# Trecho apresentado:
───
JCN – OUT – 2013 – jcneves45@yahoo.com.br

sábado, 8 de fevereiro de 2014

Crônica 17 - À Espera de Amanda

José Carlos Neves
                                                     Quanto tempo ainda terei que esperar;
                                                       Quanto tempo ainda terei para te ninar. (JCN)

        Tum tum, tum tum, tum tum,... As batidas sincopadas saíam de uma ainda não bem definida cavidade toráxica como que a bombear vida para um minúsculo corpo, cujo comprimento não ultrapassava os 7,5 cm. A anatomia do corpo ainda não permitia ao leigo saber se seria feminino ou masculino. Porém, o médico, guiado pela estatística comportamental dos movimentos mostrados na ultrassonografia, assegurava ser o de uma menina, com mais de 90% de certeza. A imagem, aumentada e projetada numa tela de 42”,  já permitia perceber o fluxo e refluxo do coração, e um movimento quase imperceptível do que parecia um pé buscando apoio numa das paredes do útero, invadido que fora por tão indiscretas câmeras de precisão. Sim, ali nascia uma nova vida humana, gerada por outro par de  vidas, gerado por outro par que, por sua vez... Ali estava viva, e já denominada, Amanda.

        O meu amigo Trasmontano, sua mulher, sua irmã, seu filho e nora, pais de tão tenra vida, todos olham fixamente a tela da TV, sem piscar, como que hipnotizados por um misto de beleza, surpresa, alegria, orgulho, emoção, responsabilidade, e uma enorme ansiedade para que passem céleres  os 6 meses que ainda faltam para que aquele minúsculo corpo possa materializar-se fora da tela e do útero para os braços e abraços de todos. Se é verdade que a tecnologia de hoje nos tira muito da indescritível sensação de surpresa do ritual final do nascimento, também é verdade que a sua inestimável ajuda na prevenção de quase  todos os elementos que possam transformar-se em dificuldades futuras traz aos pais, ou responsáveis, mais tranquilidade e preparo para enfrentá-las, se preciso for. Pelo que agora se prognostica, e se Deus quiser, não será o caso da Amanda. Se depender do desejo de todos que ali estão reunidos, ela chegará com a sabedoria oriental; com a alegria e brejeirice latino-americanas; com a irrequieta ansiedade lusitana na busca de novos mundos, novas conquistas.
───
# Informações registradas:
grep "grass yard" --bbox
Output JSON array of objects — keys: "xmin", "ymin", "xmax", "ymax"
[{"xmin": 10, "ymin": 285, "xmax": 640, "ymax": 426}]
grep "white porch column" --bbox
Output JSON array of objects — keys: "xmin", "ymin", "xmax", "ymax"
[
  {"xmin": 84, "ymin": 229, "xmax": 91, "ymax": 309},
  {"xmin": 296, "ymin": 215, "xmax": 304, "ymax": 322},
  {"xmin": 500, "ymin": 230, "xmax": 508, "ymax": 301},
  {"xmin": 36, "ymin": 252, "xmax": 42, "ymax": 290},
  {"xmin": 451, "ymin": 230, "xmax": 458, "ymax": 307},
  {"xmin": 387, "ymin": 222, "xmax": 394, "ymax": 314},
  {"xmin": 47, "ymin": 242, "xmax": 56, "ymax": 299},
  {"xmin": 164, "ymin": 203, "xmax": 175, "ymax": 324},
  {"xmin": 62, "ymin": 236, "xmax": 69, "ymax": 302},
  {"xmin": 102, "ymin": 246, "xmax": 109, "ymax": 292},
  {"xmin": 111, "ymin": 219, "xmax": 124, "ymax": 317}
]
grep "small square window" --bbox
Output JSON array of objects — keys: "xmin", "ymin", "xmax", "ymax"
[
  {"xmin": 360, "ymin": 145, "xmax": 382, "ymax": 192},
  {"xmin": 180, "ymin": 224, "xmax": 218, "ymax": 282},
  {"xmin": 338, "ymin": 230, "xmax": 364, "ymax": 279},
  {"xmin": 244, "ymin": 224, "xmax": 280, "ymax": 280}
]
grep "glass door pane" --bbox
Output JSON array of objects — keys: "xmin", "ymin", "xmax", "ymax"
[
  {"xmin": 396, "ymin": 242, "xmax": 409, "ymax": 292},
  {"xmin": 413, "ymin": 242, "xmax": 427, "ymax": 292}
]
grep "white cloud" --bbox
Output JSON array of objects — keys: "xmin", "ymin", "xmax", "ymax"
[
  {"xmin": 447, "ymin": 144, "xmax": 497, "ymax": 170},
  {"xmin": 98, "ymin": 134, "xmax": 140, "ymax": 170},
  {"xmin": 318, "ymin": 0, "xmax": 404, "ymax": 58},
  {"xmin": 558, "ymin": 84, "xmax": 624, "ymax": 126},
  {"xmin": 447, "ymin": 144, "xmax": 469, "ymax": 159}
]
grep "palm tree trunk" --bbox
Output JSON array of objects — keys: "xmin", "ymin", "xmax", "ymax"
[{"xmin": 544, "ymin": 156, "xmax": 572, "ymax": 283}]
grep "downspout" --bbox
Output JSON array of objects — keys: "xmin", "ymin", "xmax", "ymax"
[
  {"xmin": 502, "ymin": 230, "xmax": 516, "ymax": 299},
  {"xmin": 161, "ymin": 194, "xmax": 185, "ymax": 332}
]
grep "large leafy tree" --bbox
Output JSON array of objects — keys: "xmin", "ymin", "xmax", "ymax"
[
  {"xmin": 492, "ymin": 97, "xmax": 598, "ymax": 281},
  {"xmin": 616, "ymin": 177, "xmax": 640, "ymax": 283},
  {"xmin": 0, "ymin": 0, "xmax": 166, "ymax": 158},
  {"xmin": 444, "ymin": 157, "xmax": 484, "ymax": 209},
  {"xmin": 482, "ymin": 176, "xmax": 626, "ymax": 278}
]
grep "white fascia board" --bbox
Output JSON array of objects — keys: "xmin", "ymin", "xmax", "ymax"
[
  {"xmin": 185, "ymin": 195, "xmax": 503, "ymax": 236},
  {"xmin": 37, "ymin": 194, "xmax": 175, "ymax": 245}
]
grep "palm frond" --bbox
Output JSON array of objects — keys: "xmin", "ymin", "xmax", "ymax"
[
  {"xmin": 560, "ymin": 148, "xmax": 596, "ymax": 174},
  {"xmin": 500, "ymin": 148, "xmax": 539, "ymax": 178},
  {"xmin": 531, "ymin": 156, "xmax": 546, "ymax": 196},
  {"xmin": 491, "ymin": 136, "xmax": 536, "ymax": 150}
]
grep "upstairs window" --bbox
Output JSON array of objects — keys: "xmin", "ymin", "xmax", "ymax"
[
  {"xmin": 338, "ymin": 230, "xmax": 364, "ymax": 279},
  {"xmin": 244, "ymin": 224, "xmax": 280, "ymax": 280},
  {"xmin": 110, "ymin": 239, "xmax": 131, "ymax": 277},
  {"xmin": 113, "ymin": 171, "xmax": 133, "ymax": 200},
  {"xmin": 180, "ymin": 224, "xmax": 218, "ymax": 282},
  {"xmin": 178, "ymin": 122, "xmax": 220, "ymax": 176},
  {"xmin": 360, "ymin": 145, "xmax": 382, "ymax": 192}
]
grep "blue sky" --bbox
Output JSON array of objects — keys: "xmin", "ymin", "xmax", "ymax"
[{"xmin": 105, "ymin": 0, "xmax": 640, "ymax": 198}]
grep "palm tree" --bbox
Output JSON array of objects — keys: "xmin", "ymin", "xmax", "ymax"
───
# Atividade:
Copie da crônica, sem alterações, o trecho entre "JCN – OUT –" e "te ninar. (JCN)", inclusive.

# Resposta do exercício:
JCN – OUT – 2013 – jcneves45@yahoo.com.br

sábado, 8 de fevereiro de 2014

Crônica 17 - À Espera de Amanda

José Carlos Neves
                                                     Quanto tempo ainda terei que esperar;
                                                       Quanto tempo ainda terei para te ninar. (JCN)